Work request:
List every smaller locality that the text below about Sanathnagar names as part of the area.

Reading text:
Sanathnagar has a TSRTC bus terminal, linking it to all the major suburbs of Hyderabad and Secunderabad, along with a MMTS station providing local rail connectivity to parts of Hyderabad. Metro Rail is also accessible from Erragadda.

==Neighbourhoods==
Sanathnagar consists of several other smaller localities such as Fathenagar, BK Guda, Ravindra Nagar Colony, part of Sanjiva Reddy Nagar, Czech Colony, Subhash Nagar Colony, Jayaprakash Nagar Colony, and ESI (Hospital and Quarters). The TRS Government has sanctioned a new RUB connecting Sanathnagar with Balanagar through the Industrial estate road from Toyota showroom leading to SBI Industrial estate branch which will be a 4-lane 100 feet wide road passing under the Sanathnagar railway yard. Also a new 2-lane flyover has been sanctioned which will run parallel to the existing Balkampet - Fatehnagar ROB.

== Politics ==

The Sanathnagar constituency is currently represented in the Telangana Legislative Assembly by Talasani Srinivas Yadav and 101 Constituency Corporator Konalu Laxmi Reddy

== Business ==
Sanathnagar has all the necessary stores ranging from book stores to medical stores. It is one of the largest markets for retail fire works and there are approximately 100 stores during Diwali season.

Dataset content:

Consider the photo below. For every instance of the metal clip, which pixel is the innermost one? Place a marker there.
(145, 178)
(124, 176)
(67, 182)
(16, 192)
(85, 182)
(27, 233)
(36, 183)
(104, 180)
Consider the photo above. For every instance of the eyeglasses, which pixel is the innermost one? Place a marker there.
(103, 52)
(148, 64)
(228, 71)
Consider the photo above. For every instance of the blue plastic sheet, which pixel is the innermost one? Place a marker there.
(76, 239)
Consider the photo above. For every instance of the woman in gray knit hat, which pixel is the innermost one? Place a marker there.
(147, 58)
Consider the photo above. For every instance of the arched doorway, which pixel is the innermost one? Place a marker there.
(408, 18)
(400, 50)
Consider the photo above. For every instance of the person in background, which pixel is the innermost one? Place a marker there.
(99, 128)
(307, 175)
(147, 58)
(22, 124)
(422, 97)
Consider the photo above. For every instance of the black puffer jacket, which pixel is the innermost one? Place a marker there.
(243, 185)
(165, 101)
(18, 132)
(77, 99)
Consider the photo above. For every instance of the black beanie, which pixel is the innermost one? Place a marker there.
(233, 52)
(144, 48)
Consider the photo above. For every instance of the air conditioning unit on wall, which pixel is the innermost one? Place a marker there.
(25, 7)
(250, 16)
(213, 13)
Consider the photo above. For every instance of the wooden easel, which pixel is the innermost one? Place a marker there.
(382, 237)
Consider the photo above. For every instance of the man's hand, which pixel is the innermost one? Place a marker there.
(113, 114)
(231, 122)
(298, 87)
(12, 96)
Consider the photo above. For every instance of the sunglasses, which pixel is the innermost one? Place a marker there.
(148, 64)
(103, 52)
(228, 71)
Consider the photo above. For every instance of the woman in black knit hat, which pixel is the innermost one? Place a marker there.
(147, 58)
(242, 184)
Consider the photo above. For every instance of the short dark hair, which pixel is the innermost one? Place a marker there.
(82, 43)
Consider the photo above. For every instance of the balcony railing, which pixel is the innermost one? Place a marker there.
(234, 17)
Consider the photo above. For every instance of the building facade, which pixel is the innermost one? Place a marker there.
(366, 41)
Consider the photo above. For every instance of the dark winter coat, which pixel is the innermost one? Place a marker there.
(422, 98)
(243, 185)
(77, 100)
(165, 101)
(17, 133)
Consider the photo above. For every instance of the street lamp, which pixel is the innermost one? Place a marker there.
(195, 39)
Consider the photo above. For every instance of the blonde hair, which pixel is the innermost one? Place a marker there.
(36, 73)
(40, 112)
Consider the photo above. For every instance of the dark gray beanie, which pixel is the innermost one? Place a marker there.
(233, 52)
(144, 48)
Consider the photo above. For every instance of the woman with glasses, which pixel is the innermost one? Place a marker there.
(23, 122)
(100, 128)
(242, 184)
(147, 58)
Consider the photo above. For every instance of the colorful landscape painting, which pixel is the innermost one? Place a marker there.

Solution:
Fathenagar, BK Guda, Ravindra Nagar Colony, part of Sanjiva Reddy Nagar, Czech Colony, Subhash Nagar Colony, Jayaprakash Nagar Colony, ESI (Hospital and Quarters)